**Exercise brief**.
Look through the entries for the line containing "In this exercise you will indicate the light wooden". Then output that line and every line after it, exactly, to the end.

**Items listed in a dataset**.
┏━━
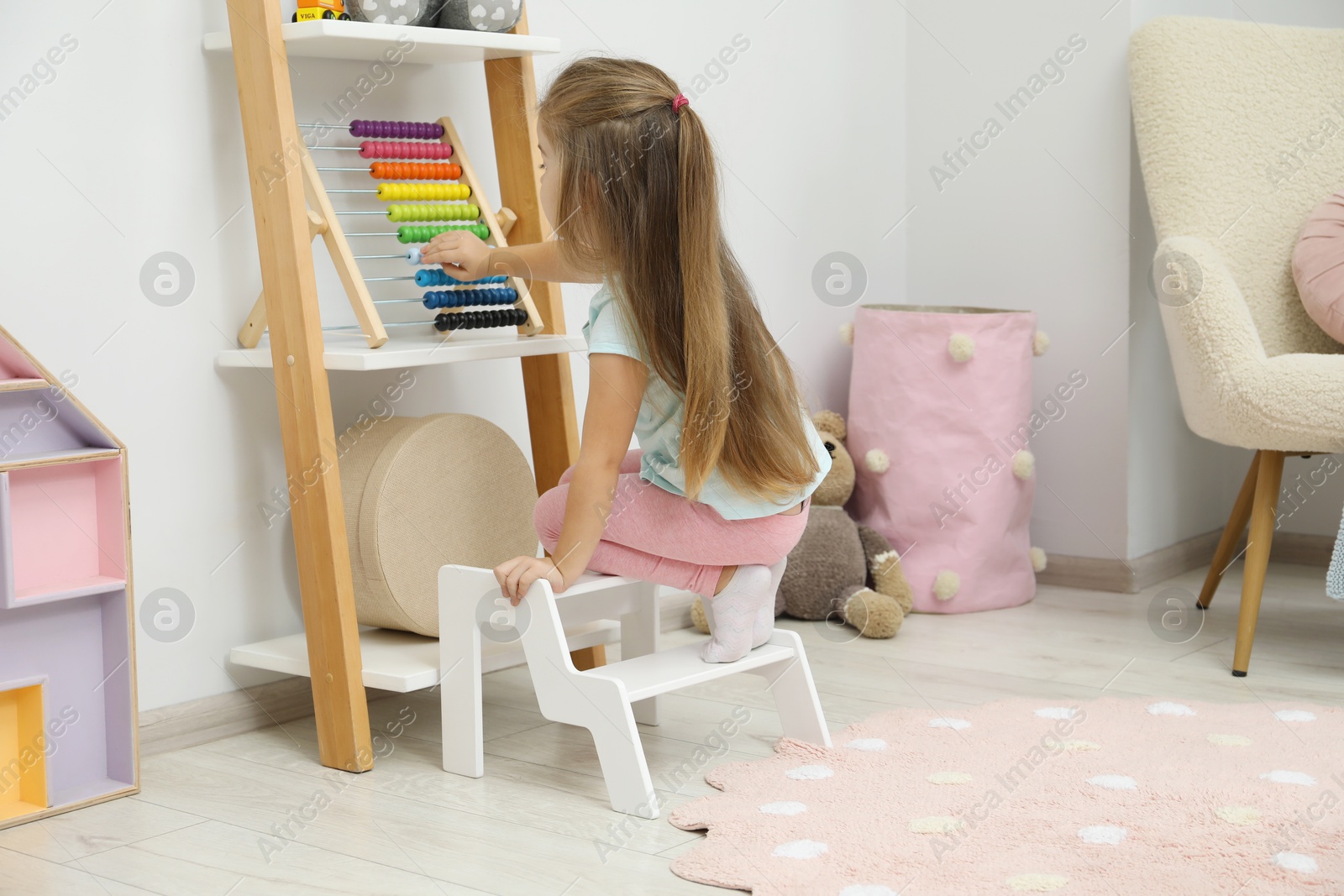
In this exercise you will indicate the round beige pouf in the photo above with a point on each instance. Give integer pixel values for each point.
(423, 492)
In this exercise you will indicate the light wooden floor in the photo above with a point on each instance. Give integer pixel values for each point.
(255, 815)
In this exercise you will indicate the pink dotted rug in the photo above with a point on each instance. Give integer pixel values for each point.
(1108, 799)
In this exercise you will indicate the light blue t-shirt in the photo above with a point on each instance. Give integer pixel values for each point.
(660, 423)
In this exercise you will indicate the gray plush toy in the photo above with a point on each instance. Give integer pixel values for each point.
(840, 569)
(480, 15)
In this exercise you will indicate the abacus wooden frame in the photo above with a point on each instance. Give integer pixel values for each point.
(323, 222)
┗━━
**Output of the exercise**.
In this exercise you will indicate the light wooden floor in the photo above with a point on each instance. Give integer pixel values for each point.
(255, 815)
In this exercise you will indicate the pink dotted rug in the photo above with a point on each instance. Give integer pixel values for each point.
(1108, 799)
In this exercise you will indicate the light blue t-shirt in the photo above with a point on each instance. Give integer pixel values for each point.
(660, 423)
In this exercise you will indicate the gray plush toy in the photo above with a point on each instance. Give integer pixel values for each point.
(840, 569)
(480, 15)
In this exercise you will indicate the abacus wooden frame in the photo above with a point on each instance. Give integer pixel values for each point.
(323, 222)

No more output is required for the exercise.